<<<<
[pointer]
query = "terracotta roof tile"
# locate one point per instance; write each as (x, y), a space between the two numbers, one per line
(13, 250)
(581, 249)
>>>>
Directions:
Copy the rows above verbatim, keeping each on its own line.

Answer for the task:
[pointer]
query = "terracotta roof tile"
# locate one point per instance; write each as (x, y), a space between the two numbers, one per line
(13, 250)
(581, 249)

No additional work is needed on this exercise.